Stored data

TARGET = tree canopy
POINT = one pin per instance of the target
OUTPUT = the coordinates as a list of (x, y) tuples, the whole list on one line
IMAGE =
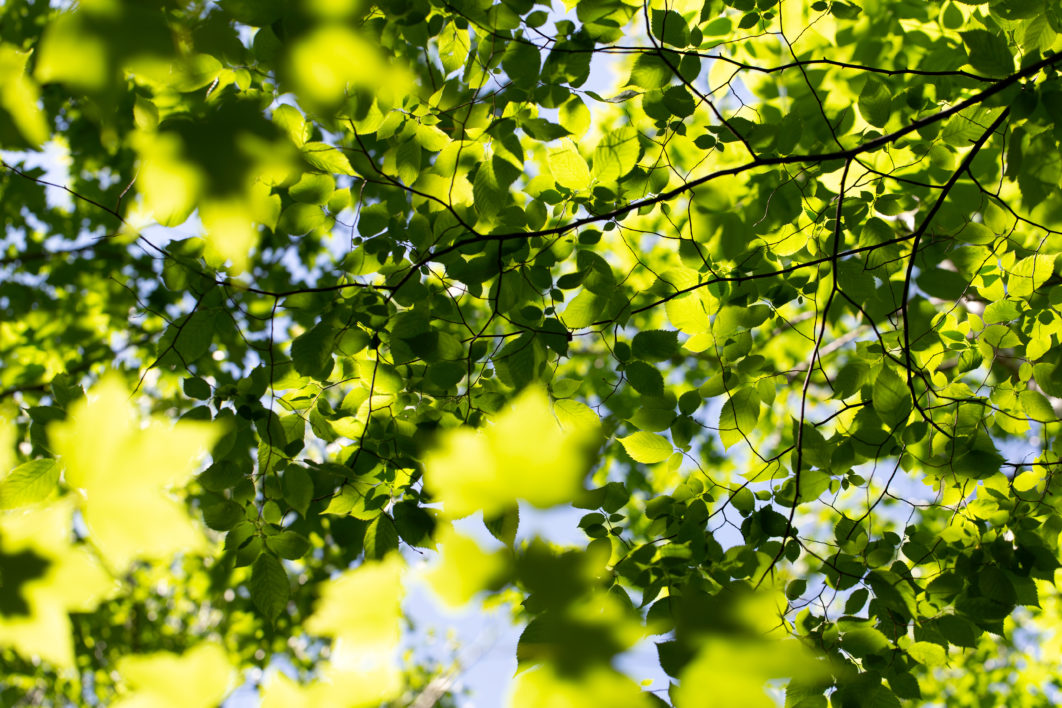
[(293, 289)]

Given instruction
Copy every line of the records above exactly, leaving out any pictures.

Response
TARGET = tree canopy
POINT = one pin per instance of the target
OUTPUT = the coordinates as a list of (x, y) tuples, the whole list on one line
IMAGE =
[(293, 289)]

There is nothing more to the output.